= Consigne =
Extrayez en entier le document source ci-dessous, qui porte sur le vol de fichiers au préjudice de l’ANSES, en reproduisant chaque mot et chaque signe sans aucune modification.

= Document source =
======
Le vol caractérisé par la copie de fichiers, contre le gré de l’ANSES

Enfin, s’agissant du chef d’accusation de vol de ces données informatiques, la cour d’appel retient « qu’il est, en tout état de cause, établi qu’Olivier Laurelli a fait des copies de fichiers informatiques inaccessibles au public à des fins personnelles à l’insu et contre le gré de leur propriétaire ». C’est sur cette base que le chef d’accusation de « vol de données informatiques » au préjudice de l’ANSES a été retenu, le vol étant juridiquement défini comme « la soustraction frauduleuse de la chose d'autrui » (voir l’article 311-1 du Code pénal).
======
= Données fournies =
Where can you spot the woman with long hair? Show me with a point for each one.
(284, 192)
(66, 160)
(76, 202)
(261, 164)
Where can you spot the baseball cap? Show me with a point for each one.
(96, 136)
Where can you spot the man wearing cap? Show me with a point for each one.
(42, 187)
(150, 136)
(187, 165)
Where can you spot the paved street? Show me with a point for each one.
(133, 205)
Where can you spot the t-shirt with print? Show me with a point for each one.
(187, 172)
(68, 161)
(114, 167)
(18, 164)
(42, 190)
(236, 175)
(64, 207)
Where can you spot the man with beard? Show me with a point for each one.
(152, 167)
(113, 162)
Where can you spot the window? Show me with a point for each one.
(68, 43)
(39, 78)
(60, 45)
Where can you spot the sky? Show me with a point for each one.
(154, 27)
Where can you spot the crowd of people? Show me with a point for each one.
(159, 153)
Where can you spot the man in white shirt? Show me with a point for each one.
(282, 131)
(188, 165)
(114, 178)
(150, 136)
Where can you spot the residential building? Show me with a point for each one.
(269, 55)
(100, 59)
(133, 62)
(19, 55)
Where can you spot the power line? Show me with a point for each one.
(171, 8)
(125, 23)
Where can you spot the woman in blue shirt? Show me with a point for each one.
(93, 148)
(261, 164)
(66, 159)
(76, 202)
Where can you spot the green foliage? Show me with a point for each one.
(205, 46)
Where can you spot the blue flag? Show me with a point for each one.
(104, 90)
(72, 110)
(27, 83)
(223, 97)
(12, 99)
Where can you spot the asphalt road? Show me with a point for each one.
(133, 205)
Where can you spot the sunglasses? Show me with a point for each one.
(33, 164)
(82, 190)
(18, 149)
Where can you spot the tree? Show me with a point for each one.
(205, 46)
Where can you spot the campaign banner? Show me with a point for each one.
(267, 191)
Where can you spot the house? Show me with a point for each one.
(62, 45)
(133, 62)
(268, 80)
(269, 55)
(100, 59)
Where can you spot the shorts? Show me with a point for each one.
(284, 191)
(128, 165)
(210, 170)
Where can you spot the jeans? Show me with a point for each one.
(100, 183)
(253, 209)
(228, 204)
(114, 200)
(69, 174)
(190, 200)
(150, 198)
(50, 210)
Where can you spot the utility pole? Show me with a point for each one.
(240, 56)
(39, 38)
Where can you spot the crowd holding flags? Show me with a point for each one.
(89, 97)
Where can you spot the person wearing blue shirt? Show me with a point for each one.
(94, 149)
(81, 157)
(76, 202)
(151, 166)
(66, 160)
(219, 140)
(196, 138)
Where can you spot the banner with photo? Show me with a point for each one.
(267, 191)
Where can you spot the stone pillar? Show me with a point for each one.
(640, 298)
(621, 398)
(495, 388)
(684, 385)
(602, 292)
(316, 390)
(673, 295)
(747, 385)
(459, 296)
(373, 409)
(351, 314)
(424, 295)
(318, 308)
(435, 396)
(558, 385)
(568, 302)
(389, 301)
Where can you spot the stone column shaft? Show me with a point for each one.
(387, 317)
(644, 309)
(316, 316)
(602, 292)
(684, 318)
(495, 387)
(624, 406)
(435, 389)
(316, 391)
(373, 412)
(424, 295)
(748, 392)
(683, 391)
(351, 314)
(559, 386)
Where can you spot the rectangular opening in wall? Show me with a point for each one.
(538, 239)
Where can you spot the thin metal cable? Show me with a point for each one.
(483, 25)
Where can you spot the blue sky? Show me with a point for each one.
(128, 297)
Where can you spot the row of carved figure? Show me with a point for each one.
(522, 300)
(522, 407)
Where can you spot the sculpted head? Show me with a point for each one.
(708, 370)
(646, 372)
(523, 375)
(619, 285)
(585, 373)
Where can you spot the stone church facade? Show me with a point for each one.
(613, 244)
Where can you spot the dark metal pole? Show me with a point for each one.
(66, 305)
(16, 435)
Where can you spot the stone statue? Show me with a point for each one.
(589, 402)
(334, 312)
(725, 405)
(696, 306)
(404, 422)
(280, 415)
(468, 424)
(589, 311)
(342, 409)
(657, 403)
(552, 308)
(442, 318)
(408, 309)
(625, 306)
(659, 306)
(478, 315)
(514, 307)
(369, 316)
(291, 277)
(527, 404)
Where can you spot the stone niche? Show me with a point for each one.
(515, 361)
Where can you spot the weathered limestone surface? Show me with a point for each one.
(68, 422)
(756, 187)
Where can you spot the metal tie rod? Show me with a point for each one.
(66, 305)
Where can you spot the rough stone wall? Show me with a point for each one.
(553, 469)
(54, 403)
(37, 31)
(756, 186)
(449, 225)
======
= Solution =
Le vol caractérisé par la copie de fichiers, contre le gré de l’ANSES

Enfin, s’agissant du chef d’accusation de vol de ces données informatiques, la cour d’appel retient « qu’il est, en tout état de cause, établi qu’Olivier Laurelli a fait des copies de fichiers informatiques inaccessibles au public à des fins personnelles à l’insu et contre le gré de leur propriétaire ». C’est sur cette base que le chef d’accusation de « vol de données informatiques » au préjudice de l’ANSES a été retenu, le vol étant juridiquement défini comme « la soustraction frauduleuse de la chose d'autrui » (voir l’article 311-1 du Code pénal).